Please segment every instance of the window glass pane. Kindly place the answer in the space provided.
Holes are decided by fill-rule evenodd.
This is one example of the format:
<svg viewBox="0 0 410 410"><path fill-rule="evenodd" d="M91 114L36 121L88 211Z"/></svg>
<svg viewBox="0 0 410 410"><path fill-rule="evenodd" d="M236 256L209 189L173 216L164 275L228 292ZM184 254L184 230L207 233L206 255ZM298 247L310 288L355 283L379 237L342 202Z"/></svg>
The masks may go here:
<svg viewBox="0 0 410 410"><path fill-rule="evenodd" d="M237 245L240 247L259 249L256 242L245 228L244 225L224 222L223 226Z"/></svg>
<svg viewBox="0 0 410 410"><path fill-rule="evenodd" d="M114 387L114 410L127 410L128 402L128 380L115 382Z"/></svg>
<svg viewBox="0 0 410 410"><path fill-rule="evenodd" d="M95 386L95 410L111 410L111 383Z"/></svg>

■ **Goal**: Reproduce the records word for word, from the start of the records through the line that contains "245L240 247L259 249L256", including that line.

■ **Task output**:
Please segment every instance of the window glass pane. Kindly place the answer in the space provided.
Holes are decided by fill-rule evenodd.
This is one example of the format:
<svg viewBox="0 0 410 410"><path fill-rule="evenodd" d="M91 114L36 121L88 211Z"/></svg>
<svg viewBox="0 0 410 410"><path fill-rule="evenodd" d="M236 256L209 189L173 216L164 275L228 292ZM184 254L184 230L207 233L206 255ZM298 247L310 288L355 283L379 237L342 202Z"/></svg>
The masks may go here:
<svg viewBox="0 0 410 410"><path fill-rule="evenodd" d="M237 245L240 247L259 249L256 242L245 228L244 225L224 222L223 226Z"/></svg>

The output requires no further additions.